→ Travail à faire:
(A) Pouvez-vous réécrire sous forme de liste le paragraphe du récit de voyage à Madagascar qui commence par « Première découverte de Tananarive », en conservant ses faits principaux ?
(B) Pouvez-vous extraire du récit de voyage à Madagascar le passage qui va de « L’Ouest malgache raconté » à « l’île de Madagascar. » ?

→ Extrait à lire:

------

L’Ouest malgache raconté par un voyageur

Voyage solidaire à Madagascar

Pendant 16 jours, Denis et son groupe parcourent l’ouest de Madagascar sur les chemins troués, tantôt sous la pluie, tantôt sous le soleil chaleureux. Un carnet de voyage solidaire en Afrique sur l’île de Madagascar.

Itinéraire du voyage solidaire à Madagascar

Antananarivo → Antsirabe → Betafo → Manandona → Ibity → Vohimana → Ambavaniasy → Vohimana → Tamatave→ Mahambo → Andasibe → Ampefy → Antananarivo

 

Notre voyage solidaire à Madagascar par étape

Antananarivo, le début du voyage

« Première découverte de Tananarive : un océan de pauvreté extrême. Du monde dans les rues. Des maisons de toutes tailles et de toutes couleurs, entre lesquelles s’étale le vert gai des rizières. Feno, notre guide, nous parle de Tananarive comme d’une ville aux mille contrastes : grandes maisons, petites maisons, immeubles, tout ça mélangé, populations disparates, richesse et pauvreté, reliefs variés, avec ces multiples collines … Un climat malgré tout assez familier, pour un pays si différent. […] »

------

→ Données fournies:
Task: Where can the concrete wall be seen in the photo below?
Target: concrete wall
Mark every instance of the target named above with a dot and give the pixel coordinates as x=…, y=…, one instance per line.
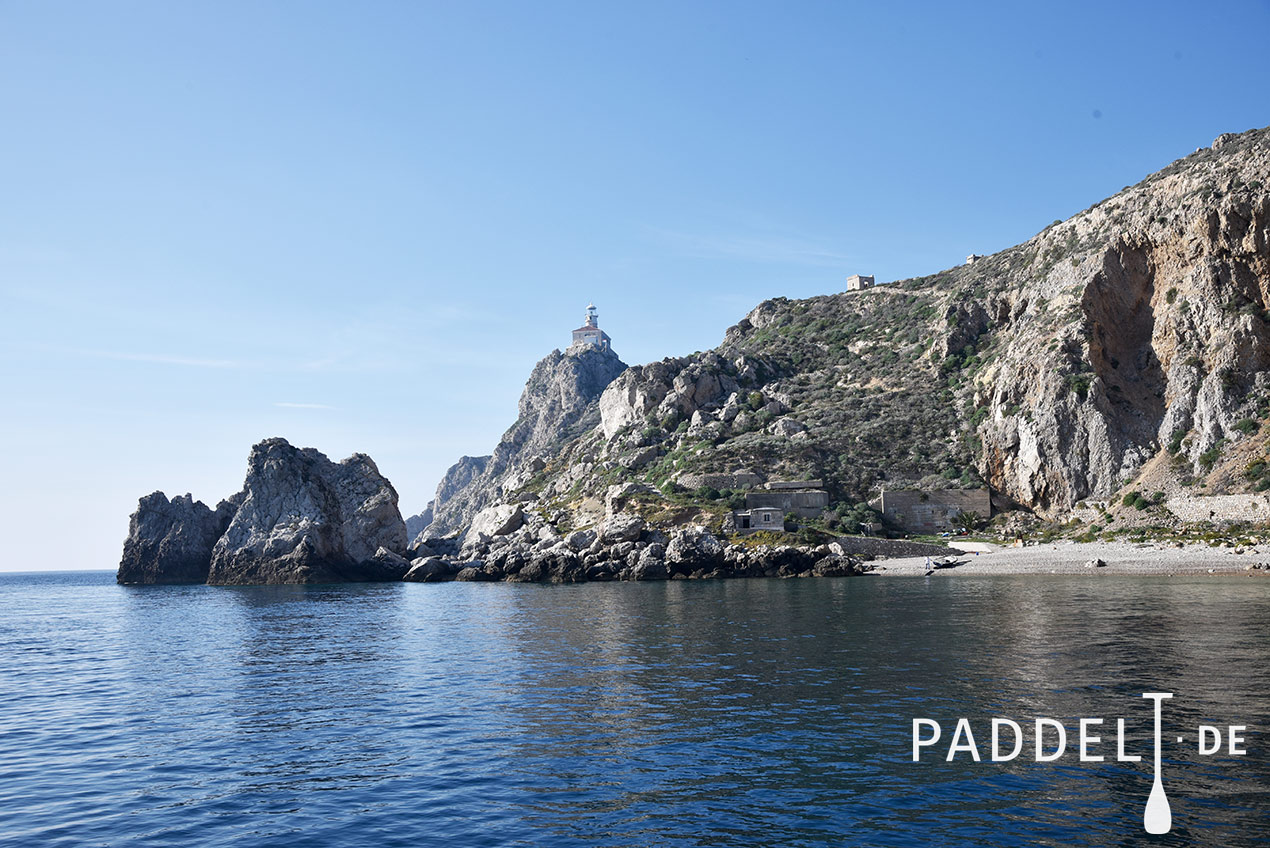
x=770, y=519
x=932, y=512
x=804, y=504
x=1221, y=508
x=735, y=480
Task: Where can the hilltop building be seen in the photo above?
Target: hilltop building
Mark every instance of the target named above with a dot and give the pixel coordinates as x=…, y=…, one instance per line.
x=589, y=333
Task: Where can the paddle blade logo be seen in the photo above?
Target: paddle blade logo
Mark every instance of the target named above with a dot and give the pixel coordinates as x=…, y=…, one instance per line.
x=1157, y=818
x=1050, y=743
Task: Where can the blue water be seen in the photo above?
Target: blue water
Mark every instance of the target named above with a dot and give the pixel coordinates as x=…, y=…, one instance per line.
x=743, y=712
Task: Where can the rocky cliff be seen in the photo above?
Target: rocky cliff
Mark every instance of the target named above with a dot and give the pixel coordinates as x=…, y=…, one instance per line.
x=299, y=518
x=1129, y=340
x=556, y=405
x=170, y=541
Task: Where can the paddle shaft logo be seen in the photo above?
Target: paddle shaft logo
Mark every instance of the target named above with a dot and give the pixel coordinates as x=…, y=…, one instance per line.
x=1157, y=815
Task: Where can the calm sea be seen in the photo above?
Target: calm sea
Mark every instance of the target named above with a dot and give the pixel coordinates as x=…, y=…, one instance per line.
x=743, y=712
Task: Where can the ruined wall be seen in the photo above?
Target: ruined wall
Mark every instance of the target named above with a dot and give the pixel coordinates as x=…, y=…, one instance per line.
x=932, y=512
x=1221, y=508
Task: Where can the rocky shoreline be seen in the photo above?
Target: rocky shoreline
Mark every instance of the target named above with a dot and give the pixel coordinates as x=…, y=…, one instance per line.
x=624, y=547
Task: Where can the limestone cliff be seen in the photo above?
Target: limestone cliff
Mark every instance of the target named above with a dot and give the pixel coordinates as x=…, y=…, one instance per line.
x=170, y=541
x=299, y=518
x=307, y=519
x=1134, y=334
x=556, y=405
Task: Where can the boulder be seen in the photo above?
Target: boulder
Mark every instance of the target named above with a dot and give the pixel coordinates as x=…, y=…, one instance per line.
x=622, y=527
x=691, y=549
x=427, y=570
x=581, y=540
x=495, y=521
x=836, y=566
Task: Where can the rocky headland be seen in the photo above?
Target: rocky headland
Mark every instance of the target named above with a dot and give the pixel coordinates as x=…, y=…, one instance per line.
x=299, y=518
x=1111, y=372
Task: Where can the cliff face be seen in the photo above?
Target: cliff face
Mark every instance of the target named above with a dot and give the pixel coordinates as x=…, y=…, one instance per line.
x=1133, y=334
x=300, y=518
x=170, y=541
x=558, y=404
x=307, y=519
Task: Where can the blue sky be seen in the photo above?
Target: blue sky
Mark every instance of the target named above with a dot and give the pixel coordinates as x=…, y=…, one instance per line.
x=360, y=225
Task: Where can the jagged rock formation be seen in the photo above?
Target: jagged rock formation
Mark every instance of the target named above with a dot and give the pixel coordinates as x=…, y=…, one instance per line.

------

→ Corrigé:
(A)
- Première impression de Tananarive : une pauvreté extrême et beaucoup de monde dans les rues.
- Des maisons de toutes tailles et de toutes couleurs, entre lesquelles s'étendent des rizières vertes.
- Selon Feno, le guide, c'est une ville aux mille contrastes : maisons et immeubles mélangés, populations disparates, richesse et pauvreté, reliefs variés et nombreuses collines.
- Un climat assez familier, malgré un pays très différent.

(B)
L’Ouest malgache raconté par un voyageur

Voyage solidaire à Madagascar

Pendant 16 jours, Denis et son groupe parcourent l’ouest de Madagascar sur les chemins troués, tantôt sous la pluie, tantôt sous le soleil chaleureux. Un carnet de voyage solidaire en Afrique sur l’île de Madagascar.